Data section:

::::::::

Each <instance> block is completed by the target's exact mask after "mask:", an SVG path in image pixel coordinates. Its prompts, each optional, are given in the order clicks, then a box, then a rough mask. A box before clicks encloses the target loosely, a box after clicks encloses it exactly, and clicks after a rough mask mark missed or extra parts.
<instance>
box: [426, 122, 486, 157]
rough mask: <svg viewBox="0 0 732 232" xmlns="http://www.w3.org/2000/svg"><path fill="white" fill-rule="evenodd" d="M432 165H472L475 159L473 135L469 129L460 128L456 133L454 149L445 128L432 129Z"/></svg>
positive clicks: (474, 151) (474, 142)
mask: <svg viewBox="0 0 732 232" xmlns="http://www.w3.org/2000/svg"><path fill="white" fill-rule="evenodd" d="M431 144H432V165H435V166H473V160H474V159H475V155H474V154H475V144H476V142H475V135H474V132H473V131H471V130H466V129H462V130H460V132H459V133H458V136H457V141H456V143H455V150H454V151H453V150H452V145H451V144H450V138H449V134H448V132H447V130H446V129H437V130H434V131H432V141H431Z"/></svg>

::::::::

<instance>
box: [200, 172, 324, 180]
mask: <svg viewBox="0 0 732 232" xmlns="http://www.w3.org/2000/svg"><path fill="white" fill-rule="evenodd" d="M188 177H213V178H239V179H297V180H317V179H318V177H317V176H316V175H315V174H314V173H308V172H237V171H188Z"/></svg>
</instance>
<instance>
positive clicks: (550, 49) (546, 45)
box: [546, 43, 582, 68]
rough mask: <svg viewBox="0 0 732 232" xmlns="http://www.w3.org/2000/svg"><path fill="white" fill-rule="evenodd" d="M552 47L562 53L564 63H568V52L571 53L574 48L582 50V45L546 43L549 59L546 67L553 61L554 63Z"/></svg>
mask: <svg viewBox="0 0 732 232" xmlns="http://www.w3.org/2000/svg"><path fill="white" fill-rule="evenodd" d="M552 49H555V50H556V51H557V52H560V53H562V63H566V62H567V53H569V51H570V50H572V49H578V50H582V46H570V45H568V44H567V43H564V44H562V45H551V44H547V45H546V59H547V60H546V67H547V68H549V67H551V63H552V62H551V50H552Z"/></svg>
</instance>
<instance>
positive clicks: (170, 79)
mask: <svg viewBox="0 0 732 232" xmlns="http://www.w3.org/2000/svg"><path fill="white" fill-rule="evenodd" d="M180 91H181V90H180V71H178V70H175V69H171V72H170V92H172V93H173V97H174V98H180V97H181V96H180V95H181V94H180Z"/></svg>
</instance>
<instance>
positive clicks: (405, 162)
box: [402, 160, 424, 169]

::::::::

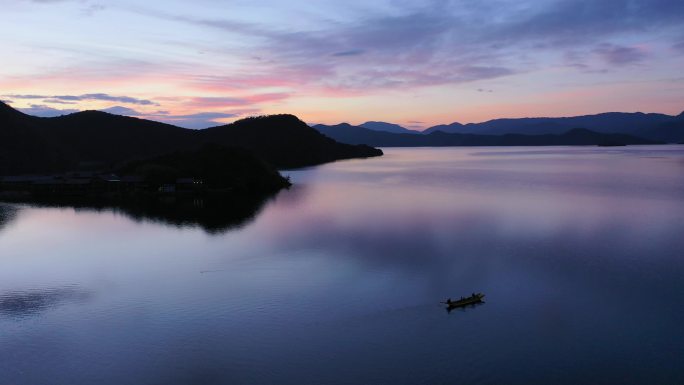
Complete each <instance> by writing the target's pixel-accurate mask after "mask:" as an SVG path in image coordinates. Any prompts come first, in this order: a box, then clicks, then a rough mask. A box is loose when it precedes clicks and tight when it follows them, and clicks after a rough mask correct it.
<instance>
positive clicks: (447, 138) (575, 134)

::::::::

Aim of the task: Count the lines in the entries above that contain the string "coordinates", treating case as significant. Reply with the number alone.

Finished task: 2